[Pointing dataset records]

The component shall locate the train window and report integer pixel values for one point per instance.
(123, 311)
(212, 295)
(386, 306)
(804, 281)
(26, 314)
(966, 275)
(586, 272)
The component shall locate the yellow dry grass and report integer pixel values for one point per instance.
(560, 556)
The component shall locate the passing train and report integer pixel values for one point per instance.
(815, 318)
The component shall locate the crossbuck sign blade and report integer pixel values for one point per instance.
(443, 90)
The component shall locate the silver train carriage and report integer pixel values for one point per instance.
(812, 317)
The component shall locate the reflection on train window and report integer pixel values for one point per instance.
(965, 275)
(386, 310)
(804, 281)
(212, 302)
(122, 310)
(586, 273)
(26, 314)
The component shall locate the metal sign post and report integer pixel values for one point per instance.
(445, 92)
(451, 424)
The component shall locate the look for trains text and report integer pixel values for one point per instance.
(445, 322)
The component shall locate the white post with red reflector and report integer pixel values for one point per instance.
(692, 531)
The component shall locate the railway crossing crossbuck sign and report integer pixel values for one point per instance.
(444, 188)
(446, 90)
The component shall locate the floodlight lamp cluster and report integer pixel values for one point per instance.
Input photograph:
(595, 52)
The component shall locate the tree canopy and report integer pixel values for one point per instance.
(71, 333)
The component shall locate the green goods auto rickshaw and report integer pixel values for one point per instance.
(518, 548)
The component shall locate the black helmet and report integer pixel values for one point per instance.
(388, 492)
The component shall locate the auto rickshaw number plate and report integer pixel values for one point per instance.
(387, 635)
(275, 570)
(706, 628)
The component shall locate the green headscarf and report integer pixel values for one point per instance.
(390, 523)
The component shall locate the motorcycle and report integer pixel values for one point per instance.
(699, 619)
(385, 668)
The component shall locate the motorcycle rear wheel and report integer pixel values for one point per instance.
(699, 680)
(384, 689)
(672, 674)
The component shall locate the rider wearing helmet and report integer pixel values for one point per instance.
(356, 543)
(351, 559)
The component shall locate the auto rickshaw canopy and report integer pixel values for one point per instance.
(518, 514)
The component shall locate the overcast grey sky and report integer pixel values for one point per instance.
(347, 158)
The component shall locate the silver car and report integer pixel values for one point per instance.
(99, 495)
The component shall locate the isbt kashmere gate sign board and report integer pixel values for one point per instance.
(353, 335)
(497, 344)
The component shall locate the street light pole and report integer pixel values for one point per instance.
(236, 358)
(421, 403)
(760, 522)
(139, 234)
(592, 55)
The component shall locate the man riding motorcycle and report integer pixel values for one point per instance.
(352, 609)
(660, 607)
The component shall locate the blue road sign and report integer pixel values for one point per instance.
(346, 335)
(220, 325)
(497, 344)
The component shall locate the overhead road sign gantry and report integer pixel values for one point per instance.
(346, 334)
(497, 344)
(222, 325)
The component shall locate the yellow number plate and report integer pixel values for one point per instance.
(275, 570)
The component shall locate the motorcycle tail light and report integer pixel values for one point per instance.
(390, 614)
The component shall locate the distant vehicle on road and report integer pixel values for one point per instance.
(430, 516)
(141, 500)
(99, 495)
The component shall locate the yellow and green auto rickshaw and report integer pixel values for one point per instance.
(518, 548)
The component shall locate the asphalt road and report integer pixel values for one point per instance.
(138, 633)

■ **WHAT IS REQUIRED**
Recast every line of the items above as a Markdown table with two columns, Row and Line, and skip any blank lines. Put a running number in Row and the line itself in Line.

■ **SOLUTION**
| Row | Line |
|---|---|
| 1 | The component shall locate the train window and report integer pixel values for one point per instance. |
| 2 | (123, 311) |
| 3 | (212, 295) |
| 4 | (386, 306) |
| 5 | (804, 281) |
| 6 | (26, 314) |
| 7 | (966, 275) |
| 8 | (586, 272) |
| 9 | The component shall locate the yellow dry grass and report integer pixel values for one point per instance. |
| 10 | (560, 556) |
| 11 | The component shall locate the passing train and report integer pixel values for one point per instance. |
| 12 | (815, 318) |
| 13 | The component shall locate the crossbuck sign blade and report integer pixel values for one point per instance. |
| 14 | (443, 90) |
| 15 | The component shall locate the silver train carriage and report integer pixel values for one point per instance. |
| 16 | (812, 317) |
| 17 | The component shall locate the reflection on train window and report integer pixel values for one point per instance. |
| 18 | (965, 275) |
| 19 | (386, 310) |
| 20 | (804, 281) |
| 21 | (212, 302) |
| 22 | (122, 310) |
| 23 | (586, 273) |
| 24 | (26, 314) |
| 25 | The component shall locate the metal sign post and report integer pixel values for one point per instance. |
| 26 | (445, 92) |
| 27 | (451, 424) |
| 28 | The component shall locate the look for trains text and report integer pixel values for one point per instance. |
| 29 | (445, 322) |
| 30 | The component shall locate the white post with red reflector and report integer pixel values for one point per instance. |
| 31 | (692, 531) |
| 32 | The component shall locate the railway crossing crossbuck sign and report integer pixel values for one point per instance. |
| 33 | (444, 188) |
| 34 | (446, 90) |
| 35 | The component shall locate the floodlight lamp cluster and report integer pixel values for one point per instance. |
| 36 | Input photograph: |
| 37 | (595, 52) |
| 38 | The component shall locate the tree canopy and report integer pixel values for one point per instance. |
| 39 | (71, 333) |
| 40 | The component shall locate the green goods auto rickshaw and report integer pixel values for one point per instance. |
| 41 | (518, 548) |
| 42 | The component shall locate the black helmet and report integer pixel values for one point per instance. |
| 43 | (388, 492) |
| 44 | The component shall locate the auto rickshaw number plate and report integer pixel values for one point per instance. |
| 45 | (387, 635) |
| 46 | (275, 570) |
| 47 | (706, 628) |
| 48 | The component shall locate the green headscarf and report integer pixel values for one point per instance. |
| 49 | (390, 523) |
| 50 | The component shall locate the motorcycle and report integer pixel values for one point per instance. |
| 51 | (699, 619) |
| 52 | (385, 668) |
| 53 | The component shall locate the motorcycle rear wheel and report integer pixel values for one point per instance. |
| 54 | (699, 680) |
| 55 | (384, 689) |
| 56 | (672, 674) |
| 57 | The component shall locate the rider wearing helmet and report integer pixel values for one point per instance. |
| 58 | (356, 543) |
| 59 | (351, 559) |
| 60 | The component shall locate the auto rickshaw canopy and report integer pixel values for one point per instance. |
| 61 | (518, 514) |
| 62 | The component shall locate the overcast grey sky and report integer pixel values for one point per instance. |
| 63 | (347, 158) |
| 64 | The component shall locate the silver car and report integer pixel values for one point per instance. |
| 65 | (99, 495) |
| 66 | The component shall locate the isbt kashmere gate sign board and report integer pixel values for one point per instance. |
| 67 | (353, 335) |
| 68 | (497, 344) |
| 69 | The component shall locate the street light pole and report integer pixel values for one point per instance. |
| 70 | (236, 358) |
| 71 | (421, 403) |
| 72 | (760, 522) |
| 73 | (139, 234) |
| 74 | (592, 55) |
| 75 | The component shall locate the man riding motorcycle and report integer pixel values for one point per instance. |
| 76 | (352, 609) |
| 77 | (660, 607) |
| 78 | The component shall locate the blue road sign and report integer pixel values for one point per instance. |
| 79 | (346, 335) |
| 80 | (220, 325) |
| 81 | (497, 344) |
| 82 | The component shall locate the overhead road sign gantry and report integer pixel values for one point per instance. |
| 83 | (346, 334) |
| 84 | (497, 344) |
| 85 | (222, 325) |
| 86 | The component shall locate the yellow number plate and report integer pixel values for one point per instance. |
| 87 | (275, 570) |
| 88 | The component shall locate the motorcycle tail light and report integer pixel values for one point per instance. |
| 89 | (390, 614) |
| 90 | The component shall locate the distant vehicle on road and report integer pixel values for one point per instance. |
| 91 | (430, 516) |
| 92 | (141, 500) |
| 93 | (99, 495) |
| 94 | The component shall locate the yellow and green auto rickshaw and report integer pixel values for one point per instance. |
| 95 | (518, 548) |
| 96 | The component shall locate the asphalt road and report integer pixel values for one point per instance. |
| 97 | (138, 633) |